_SET PROBLEM:_ Rewrite every line of the records below as a numbered list, skipping any blank lines and leaving out the pictures.

(Entries that point to named objects)
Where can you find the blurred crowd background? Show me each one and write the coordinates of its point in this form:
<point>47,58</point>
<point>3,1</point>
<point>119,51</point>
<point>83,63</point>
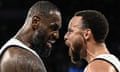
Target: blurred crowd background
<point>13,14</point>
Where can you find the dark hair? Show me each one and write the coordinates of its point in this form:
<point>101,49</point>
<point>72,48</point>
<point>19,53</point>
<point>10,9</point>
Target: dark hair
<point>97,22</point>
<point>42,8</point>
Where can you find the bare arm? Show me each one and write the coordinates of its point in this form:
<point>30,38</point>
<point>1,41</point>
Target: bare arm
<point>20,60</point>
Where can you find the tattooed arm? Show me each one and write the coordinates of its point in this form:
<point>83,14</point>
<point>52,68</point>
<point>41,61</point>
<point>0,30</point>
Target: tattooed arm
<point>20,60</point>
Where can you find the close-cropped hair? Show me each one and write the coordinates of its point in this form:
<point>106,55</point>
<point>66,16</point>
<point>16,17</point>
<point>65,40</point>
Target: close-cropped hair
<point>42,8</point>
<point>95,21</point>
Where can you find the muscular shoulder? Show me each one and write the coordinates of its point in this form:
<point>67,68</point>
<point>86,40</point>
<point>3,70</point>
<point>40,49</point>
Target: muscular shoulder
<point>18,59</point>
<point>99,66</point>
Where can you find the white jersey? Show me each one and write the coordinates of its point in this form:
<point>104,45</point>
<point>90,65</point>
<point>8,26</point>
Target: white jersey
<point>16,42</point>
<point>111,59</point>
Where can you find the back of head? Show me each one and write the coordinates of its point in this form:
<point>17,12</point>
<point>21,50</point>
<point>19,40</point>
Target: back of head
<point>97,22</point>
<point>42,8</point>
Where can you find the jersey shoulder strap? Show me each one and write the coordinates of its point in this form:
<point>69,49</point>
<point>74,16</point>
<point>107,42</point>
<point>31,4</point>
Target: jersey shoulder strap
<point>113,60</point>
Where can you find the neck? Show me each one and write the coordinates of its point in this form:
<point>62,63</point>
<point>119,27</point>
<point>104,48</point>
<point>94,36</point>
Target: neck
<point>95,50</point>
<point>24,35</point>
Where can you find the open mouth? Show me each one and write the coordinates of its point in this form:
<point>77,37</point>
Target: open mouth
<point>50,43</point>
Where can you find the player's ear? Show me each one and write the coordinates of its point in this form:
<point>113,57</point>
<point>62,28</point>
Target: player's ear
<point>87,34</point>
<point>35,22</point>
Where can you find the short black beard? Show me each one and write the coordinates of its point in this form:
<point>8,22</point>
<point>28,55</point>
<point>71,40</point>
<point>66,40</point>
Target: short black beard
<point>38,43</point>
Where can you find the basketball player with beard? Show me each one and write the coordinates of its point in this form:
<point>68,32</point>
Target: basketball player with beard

_REPLY TO THE EXERCISE:_
1. Where can you find the blurred crowd background? Show me each one and write the coordinates of its point in this form:
2. <point>47,58</point>
3. <point>3,1</point>
4. <point>119,51</point>
5. <point>83,63</point>
6. Target: blurred crowd background
7. <point>13,14</point>
8. Where can you find the dark hair? Show me each one and write the coordinates of its point in this form:
9. <point>101,49</point>
10. <point>72,48</point>
11. <point>19,53</point>
12. <point>10,9</point>
13. Target: dark hair
14. <point>97,22</point>
15. <point>42,8</point>
16. Where can you find the bare arm? Show me each one and write the coordinates of its point in this form:
17. <point>30,38</point>
18. <point>1,41</point>
19. Target: bare arm
20. <point>20,60</point>
21. Where can you find the tattooed arm? Show me each one and write the coordinates of its point in this form:
22. <point>83,14</point>
23. <point>52,68</point>
24. <point>41,61</point>
25. <point>0,30</point>
26. Target: tattooed arm
27. <point>20,60</point>
28. Where can you find the close-cropped hair? Show me each one and write the coordinates of its point in this form:
29. <point>106,55</point>
30. <point>66,16</point>
31. <point>16,17</point>
32. <point>65,40</point>
33. Target: close-cropped hair
34. <point>42,8</point>
35. <point>95,21</point>
36. Where can you find the muscular shoulder? Show me each one and write the coordinates of its point in this form:
37. <point>67,68</point>
38. <point>86,40</point>
39. <point>3,70</point>
40. <point>40,49</point>
41. Target: muscular shoulder
42. <point>18,59</point>
43. <point>99,66</point>
44. Where can you find the white jersey? Show me each one and write the coordinates of its point in this form:
45. <point>104,45</point>
46. <point>90,65</point>
47. <point>8,26</point>
48. Target: white jersey
49. <point>16,42</point>
50. <point>111,59</point>
51. Where can you find the back of head? Show me each one and write the coordinates of its point in this form:
52. <point>17,12</point>
53. <point>21,50</point>
54. <point>19,40</point>
55. Target: back of head
56. <point>97,22</point>
57. <point>42,8</point>
58. Where can you find the jersey shoulder strap? Show me each one and write the coordinates of its point in this form:
59. <point>69,49</point>
60. <point>74,16</point>
61. <point>107,42</point>
62. <point>31,4</point>
63. Target: jersey shoulder strap
64. <point>113,60</point>
65. Where can you find the neck? Show me each one and write the coordinates of its point in this form:
66. <point>62,63</point>
67. <point>119,27</point>
68. <point>104,48</point>
69. <point>94,36</point>
70. Target: neck
71. <point>95,50</point>
72. <point>24,35</point>
73. Where can you find the open mouth? Show me each one and write the coordinates of its point in this form:
74. <point>77,37</point>
75. Target: open mouth
76. <point>50,43</point>
77. Where can you find the player's ear? Show me each one and write the coordinates of its point in this form:
78. <point>113,57</point>
79. <point>62,28</point>
80. Target: player's ear
81. <point>87,34</point>
82. <point>35,22</point>
83. Where can you find the short black beard? Show me each one and write the coordinates of its point in this form:
84. <point>8,22</point>
85. <point>28,55</point>
86. <point>71,40</point>
87. <point>66,40</point>
88. Target: short black beard
89. <point>38,43</point>
90. Where can you find the basketball player with beard? Show me each one and write the coordinates of its point in this form:
91. <point>68,32</point>
92. Target: basketball player with beard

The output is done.